> **DOCUMENTO**:
--- --- ---

La intención de Mateo es, por tanto, afirmar de modo inequivocable el origen divino de ese hecho, que él atribuye a la intervención del Espíritu Santo. Esta es la explicación que hizo texto para las comunidades cristianas de los primeros siglos, de las cuales provienen tanto los Evangelios como los símbolos de la fe, las definiciones conciliares y las tradiciones de los Padres.

A su vez, el texto de Lucas nos ofrece una precisión sobre el momento y el modo en el que la maternidad virginal de María tuvo origen por obra del Espíritu Santo (cf. Lc 1,26-38). He aquí las palabras del mensajero, que narra Lucas: “El Espíritu Santo vendrá sobre ti y el poder del Altísimo te cubrirá con su sombra; por eso el que ha de nacer será santo y será llamado Hijo de Dios” (Lc 1,35).

3. Entretanto notamos que la sencillez, viveza y concisión con las que Mateo y Lucas refieren las circunstancias concretas de la Encarnación del Verbo, de la que el prólogo del IV Evangelio ofrecerá después una profundización teológica, nos hacen descubrir qué lejos está nuestra fe del ámbito mitológico al que queda reducido el concepto de un Dios que se ha hecho hombre, en ciertas interpretaciones religiosas, incluso contemporáneas. Los textos evangélicos, en su esencia, rebosan de verdad histórica por su dependencia directa o indirecta de testimonios oculares y sobre todo de María, como de fuente principal de la narración. Pero, al mismo tiempo, dejan trasparentar la convicción de los Evangelistas y de las primeras comunidades cristianas sobre la presencia de un misterio, o sea, de una verdad revelada en aquel acontecimiento ocurrido “por obra del Espíritu Santo”. El misterio de una intervención divina en la Encarnación, como evento real, literalmente verdadero, si bien no verificable por la experiencia humana, más que en el “signo” (cf. Lc 2,12) de la humanidad, de la “carne”, como dice Juan (1, 14), un signo ofrecido a los hombres humildes y disponibles a la atracción de Dios. Los Evangelistas, la lectura apostólica y post-apostólica y la tradición cristiana nos presentan la Encarnación como evento histórico y no como mito o como narración simbólica. Un evento real, que en la “plenitud de los tiempos” (cf. Ga 4,4) actuó lo que en algunos mitos de la antigüedad podía presentirse como un sueño o como el eco de una nostalgia, o quizá incluso de un presagio sobre una comunión perfecta entre el hombre y Dios. Digamos sin dudar: la Encarnación del Verbo y la intervención del Espíritu Santo, que los autores de los evangelios nos presentan como un hecho histórico a ellos contemporáneo, son consiguientemente misterio, verdad revelada, objeto de fe.

--- --- ---

> **DATOS**:
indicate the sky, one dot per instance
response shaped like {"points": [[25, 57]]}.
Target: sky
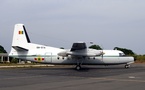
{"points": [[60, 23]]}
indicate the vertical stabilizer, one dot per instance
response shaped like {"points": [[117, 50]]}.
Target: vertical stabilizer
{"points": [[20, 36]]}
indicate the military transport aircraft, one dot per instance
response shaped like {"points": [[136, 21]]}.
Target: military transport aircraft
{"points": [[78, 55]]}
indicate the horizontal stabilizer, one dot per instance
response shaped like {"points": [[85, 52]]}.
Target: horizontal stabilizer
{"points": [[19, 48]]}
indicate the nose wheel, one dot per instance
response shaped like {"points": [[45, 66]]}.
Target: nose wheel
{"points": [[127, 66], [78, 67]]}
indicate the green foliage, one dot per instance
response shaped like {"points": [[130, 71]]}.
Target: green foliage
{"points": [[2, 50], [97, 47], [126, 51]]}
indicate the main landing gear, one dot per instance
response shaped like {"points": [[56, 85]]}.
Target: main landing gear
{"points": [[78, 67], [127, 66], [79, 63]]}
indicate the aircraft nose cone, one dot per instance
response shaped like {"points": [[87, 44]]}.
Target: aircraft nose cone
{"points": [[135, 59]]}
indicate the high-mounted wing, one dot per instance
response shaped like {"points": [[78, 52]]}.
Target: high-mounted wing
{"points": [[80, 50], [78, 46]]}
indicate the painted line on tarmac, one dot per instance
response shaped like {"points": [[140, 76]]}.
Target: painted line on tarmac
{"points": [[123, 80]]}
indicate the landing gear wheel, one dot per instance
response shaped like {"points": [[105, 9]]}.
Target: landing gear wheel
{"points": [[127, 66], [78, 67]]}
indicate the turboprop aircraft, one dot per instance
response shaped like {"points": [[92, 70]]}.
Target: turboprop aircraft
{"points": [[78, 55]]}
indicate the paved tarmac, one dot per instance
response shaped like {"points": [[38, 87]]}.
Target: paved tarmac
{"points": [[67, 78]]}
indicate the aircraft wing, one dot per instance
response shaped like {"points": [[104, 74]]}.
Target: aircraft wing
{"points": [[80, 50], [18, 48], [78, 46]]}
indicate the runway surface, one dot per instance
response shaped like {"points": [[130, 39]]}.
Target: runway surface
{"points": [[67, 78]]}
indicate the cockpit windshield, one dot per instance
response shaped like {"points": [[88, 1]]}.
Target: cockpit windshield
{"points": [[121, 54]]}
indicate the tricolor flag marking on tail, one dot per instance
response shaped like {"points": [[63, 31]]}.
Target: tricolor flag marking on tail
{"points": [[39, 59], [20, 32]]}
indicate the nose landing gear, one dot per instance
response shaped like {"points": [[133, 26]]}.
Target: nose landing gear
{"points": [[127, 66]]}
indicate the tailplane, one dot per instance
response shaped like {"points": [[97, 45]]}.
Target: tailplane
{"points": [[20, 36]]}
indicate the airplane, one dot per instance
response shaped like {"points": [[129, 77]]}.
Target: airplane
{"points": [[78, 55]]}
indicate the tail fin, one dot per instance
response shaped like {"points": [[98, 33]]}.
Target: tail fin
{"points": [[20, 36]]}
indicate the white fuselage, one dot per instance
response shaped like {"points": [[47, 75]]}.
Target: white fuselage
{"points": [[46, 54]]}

--- --- ---

> **EJERCICIO PROPUESTO A**: Indica si cada afirmación concuerda con el texto sobre la Encarnación y responde sí o no, citando literalmente las palabras del texto que lo deciden: (i) Lucas precisa el momento y el modo en que se originó la maternidad virginal de María; (ii) la Encarnación se presenta como una narración simbólica; (iii) la intervención divina en la Encarnación es verificable por la experiencia humana.
> **EJERCICIO PROPUESTO B**: Reproduce del texto sobre la Encarnación el pasaje comprendido entre "La intención de" y "de los Padres.", ambos incluidos.
Los ítems no hacen falta para resolver nada.

> **RESPUESTA CORRECTA A**:
(i) Sí: «el texto de Lucas nos ofrece una precisión sobre el momento y el modo en el que la maternidad virginal de María tuvo origen por obra del Espíritu Santo».
(ii) No: «nos presentan la Encarnación como evento histórico y no como mito o como narración simbólica».
(iii) No: «si bien no verificable por la experiencia humana».

> **RESPUESTA CORRECTA B**:
La intención de Mateo es, por tanto, afirmar de modo inequivocable el origen divino de ese hecho, que él atribuye a la intervención del Espíritu Santo. Esta es la explicación que hizo texto para las comunidades cristianas de los primeros siglos, de las cuales provienen tanto los Evangelios como los símbolos de la fe, las definiciones conciliares y las tradiciones de los Padres.